WHAT YOU WILL DO:
Reproduce word for word the part of the Heg and Xen extract below that begins at "Bottomry was a" and stops after "corn to Athens.".

___ PASSAGE GIVEN

This extract from Chapter 1 – Beginnings, tells the story of Heg and Xen, two ancient Greeks who attempted to lodge the world’s first fraudulent insurance claim.

 

Bottomry was a precursor to insurance, but also to insurance fraud.  In 300 BC two local Athenians named Hegestratos and Xenothemis (let’s call them Heg and Xen) hatched a scheme they hoped would bring them riches but instead brought them immortality as the world’s first recorded financial fraudsters.  They arranged with a financier in Syracuse, today’s Sicily, for a bottomry contract to cover a shipment of corn to Athens. 

However, when the ship left port there was no corn in the hold, as our pioneering fraudsters had stored it in a warehouse and instead rented the space to paying passengers.   The plan was to sail for three days and then sink the boat along with the passengers, thereby avoiding the bottomry loan.  Heg and Xen then planned to swim ashore, report their misfortune to the financier, and proceed to sell the corn at a handsome profit.

 

Heg and Xen were not exactly criminal masterminds.  Three days after they set sail, the passengers were woken by loud hammering noises coming from the hold.  On investigating, they discovered Heg trying to knock a hole through the bottom of the boat.  The passengers unanimously resolved to remain afloat and instead lightened the payload by throwing the hapless Heg over the side, whereupon he promptly drowned (the whole “swim to shore” plan had clearly not been thought through). 

Heg’s co-conspirator Xen was allowed to remain on the ship until it docked in Athens, presumably because he was the only one who knew how to sail.  However, on arrival in port he faced the tender mercies of the Greek financier who had issued the bottomry contract, and who by now knew he had been defrauded.  We do not know what fate befell Xen, but suffice to say that his name makes no further appearance in the historical record.

______
___ EXTRACTED RECORDS

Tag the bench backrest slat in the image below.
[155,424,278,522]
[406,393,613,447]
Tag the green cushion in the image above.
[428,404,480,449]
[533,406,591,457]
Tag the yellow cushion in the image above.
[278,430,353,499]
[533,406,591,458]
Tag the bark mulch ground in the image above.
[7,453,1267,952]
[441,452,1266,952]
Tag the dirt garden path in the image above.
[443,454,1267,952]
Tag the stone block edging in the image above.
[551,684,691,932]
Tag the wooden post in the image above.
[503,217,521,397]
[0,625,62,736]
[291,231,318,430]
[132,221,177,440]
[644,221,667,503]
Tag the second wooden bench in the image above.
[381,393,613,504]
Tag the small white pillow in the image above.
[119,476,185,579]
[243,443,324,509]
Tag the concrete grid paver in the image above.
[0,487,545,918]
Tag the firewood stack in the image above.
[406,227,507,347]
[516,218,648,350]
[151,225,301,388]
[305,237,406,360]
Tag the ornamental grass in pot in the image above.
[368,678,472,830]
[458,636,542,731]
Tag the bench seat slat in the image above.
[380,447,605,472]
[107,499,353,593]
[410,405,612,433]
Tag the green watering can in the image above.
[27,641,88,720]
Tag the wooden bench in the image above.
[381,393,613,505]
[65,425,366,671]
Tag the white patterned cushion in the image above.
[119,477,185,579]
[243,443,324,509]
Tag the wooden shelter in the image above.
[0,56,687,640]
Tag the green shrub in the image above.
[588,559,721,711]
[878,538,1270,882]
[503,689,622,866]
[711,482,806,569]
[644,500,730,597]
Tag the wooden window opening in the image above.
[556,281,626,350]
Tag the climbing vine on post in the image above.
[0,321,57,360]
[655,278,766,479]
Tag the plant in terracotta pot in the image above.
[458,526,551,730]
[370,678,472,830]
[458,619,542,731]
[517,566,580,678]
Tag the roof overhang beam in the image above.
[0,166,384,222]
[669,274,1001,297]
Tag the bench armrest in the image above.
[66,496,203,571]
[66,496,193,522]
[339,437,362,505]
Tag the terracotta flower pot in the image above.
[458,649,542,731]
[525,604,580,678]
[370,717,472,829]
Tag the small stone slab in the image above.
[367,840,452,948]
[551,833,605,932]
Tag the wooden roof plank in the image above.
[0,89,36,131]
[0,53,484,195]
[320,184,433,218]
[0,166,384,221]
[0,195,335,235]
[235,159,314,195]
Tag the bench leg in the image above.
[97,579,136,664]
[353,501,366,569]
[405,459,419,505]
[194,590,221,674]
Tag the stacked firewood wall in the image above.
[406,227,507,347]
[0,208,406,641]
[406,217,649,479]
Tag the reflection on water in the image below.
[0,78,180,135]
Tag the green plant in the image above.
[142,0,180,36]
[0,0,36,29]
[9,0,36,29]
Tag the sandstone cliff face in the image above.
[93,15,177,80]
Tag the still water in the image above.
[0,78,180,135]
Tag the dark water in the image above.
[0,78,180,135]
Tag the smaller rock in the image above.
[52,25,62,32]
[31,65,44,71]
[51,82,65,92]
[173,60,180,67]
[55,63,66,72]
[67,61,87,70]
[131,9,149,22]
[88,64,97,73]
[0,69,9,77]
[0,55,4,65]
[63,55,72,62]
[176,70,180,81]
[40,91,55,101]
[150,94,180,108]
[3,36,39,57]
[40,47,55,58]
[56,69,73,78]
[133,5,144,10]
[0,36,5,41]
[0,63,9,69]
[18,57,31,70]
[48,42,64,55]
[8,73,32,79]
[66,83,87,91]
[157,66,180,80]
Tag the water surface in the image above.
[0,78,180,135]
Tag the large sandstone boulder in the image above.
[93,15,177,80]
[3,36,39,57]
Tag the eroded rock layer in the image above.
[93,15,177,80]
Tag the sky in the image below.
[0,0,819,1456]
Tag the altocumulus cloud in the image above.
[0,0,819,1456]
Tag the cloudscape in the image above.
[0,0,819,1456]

______

THE COMPLETED TASK:
Bottomry was a precursor to insurance, but also to insurance fraud.  In 300 BC two local Athenians named Hegestratos and Xenothemis (let’s call them Heg and Xen) hatched a scheme they hoped would bring them riches but instead brought them immortality as the world’s first recorded financial fraudsters.  They arranged with a financier in Syracuse, today’s Sicily, for a bottomry contract to cover a shipment of corn to Athens.